## Instrucciones
[1] Según el texto sobre el caso de Nathan Verhelst, ¿por qué inició Nancy el tratamiento hormonal y se sometió a operaciones de cambio de sexo? Responde en una a tres oraciones.
[2] Prosigue el texto sobre el caso de Nathan Verhelst a partir de su última oración.

Cristian Campos-EL Español
Cuenta el periodista británico Douglas Murray en su libro La masa enfurecida el caso del ciudadano belga Nathan Verhelst.
Nathan había nacido niña y sus padres la habían bautizado como Nancy. Nancy tenía tres hermanos por los que sus padres parecían mostrar una clara predilección.
A los 40 años, Nancy decidió que sus problemas, y entre ellos el que tenía con su horrible familia, se solucionarían si fuera un hombre. Así que inició el tratamiento hormonal y se sometió a tres operaciones de cambio de sexo.
El resultado no fue el esperado. «Cuando me miré al espejo, sentí asco. Mi nuevo busto no era como yo esperaba y el pene daba síntomas de rechazo».
Nathan cayó en una depresión. En 2013, con sólo 44 años, pidió la eutanasia alegando «sufrimiento psicológico insoportable». El mismo Estado belga que le había operado para cambiar de sexo accedió sin mayores problemas a matarlo.

## Extractos de registros
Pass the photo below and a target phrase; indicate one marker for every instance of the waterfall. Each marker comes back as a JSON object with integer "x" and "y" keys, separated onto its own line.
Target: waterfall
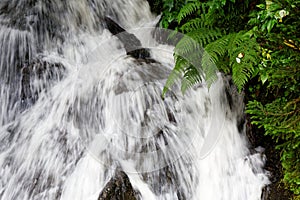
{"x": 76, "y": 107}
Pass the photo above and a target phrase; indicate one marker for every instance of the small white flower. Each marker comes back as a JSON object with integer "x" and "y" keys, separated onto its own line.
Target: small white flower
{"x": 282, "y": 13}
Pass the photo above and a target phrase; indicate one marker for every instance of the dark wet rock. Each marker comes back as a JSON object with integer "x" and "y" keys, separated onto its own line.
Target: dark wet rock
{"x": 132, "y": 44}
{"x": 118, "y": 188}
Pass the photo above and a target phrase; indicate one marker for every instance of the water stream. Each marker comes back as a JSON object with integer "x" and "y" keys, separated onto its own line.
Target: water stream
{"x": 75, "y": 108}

...

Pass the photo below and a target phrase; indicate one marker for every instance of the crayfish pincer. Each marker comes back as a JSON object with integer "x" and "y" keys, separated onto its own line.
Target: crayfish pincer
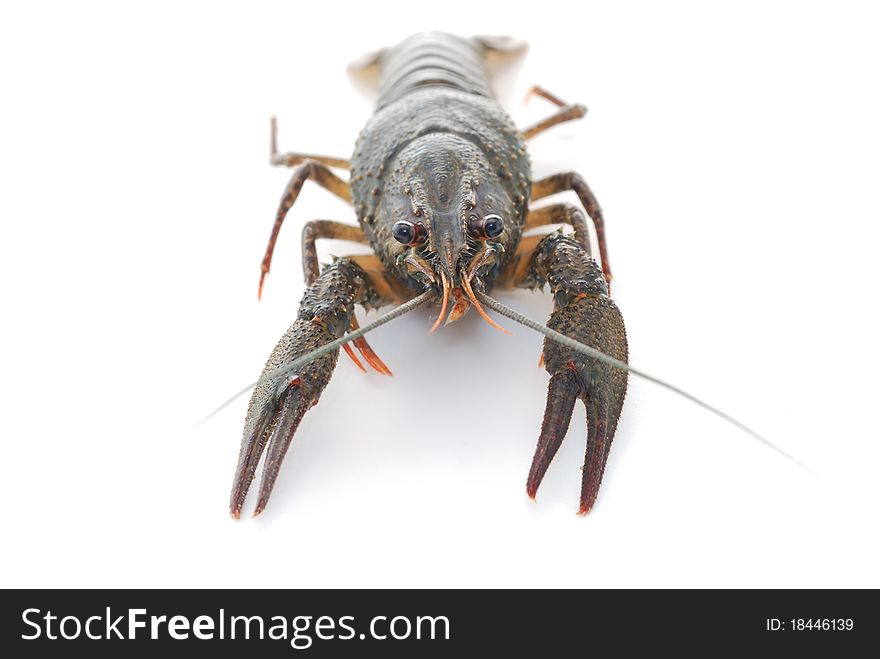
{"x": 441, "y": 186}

...

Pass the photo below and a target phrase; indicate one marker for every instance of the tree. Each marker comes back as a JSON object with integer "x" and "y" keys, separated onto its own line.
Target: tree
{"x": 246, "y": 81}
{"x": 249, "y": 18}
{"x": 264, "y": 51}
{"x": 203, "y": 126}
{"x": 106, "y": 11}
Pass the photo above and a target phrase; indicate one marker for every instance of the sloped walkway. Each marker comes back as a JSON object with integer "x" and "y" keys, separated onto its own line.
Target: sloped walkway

## Respuestas por tarea
[1] A los 40 años, Nancy decidió que sus problemas se solucionarían si fuera un hombre, entre ellos el que tenía con su familia. Por eso inició el tratamiento hormonal y se sometió a tres operaciones de cambio de sexo.

[2]
Una semana antes de morir, Nathan se despidió con una fiesta. En ella, Nathan y sus amigos brindaron «por la vida». Poco antes de morir, y siempre según Douglas Murray, Nathan dijo «no quiero ser un monstruo».
El de Nathan es sólo uno de los casos citados por Douglas Murray en su libro y ni siquiera el más terrible de ellos. Murray se imagina a las generaciones del futuro preguntándose sorprendidas: «¿O sea que el sistema sanitario belga intentó convertir a una mujer en hombre, le salió mal y luego la mató?».
Luego, Murray hace ese tipo de preguntas que Irene Montero y sus niñeras del Ministerio de Igualdad no se han planteado jamás. ¿Qué es ser trans? ¿Quién es trans? ¿Qué convierte a alguien en trans? ¿Tenemos la certeza de que existe como categoría? ¿Estamos seguros de que siempre es posible convertir físicamente a alguien de un sexo a otro o de que es ese el mejor medio para abordar el problema de fondo?
Por supuesto, se trata de preguntas elementales. Un Estado civilizado, uno que no pretenda, como el belga, tapar con eutanasias exprés los cambios de sexo fallidos, debería tener muy claras las respuestas a esas preguntas antes de dar un solo paso en falso en este terreno.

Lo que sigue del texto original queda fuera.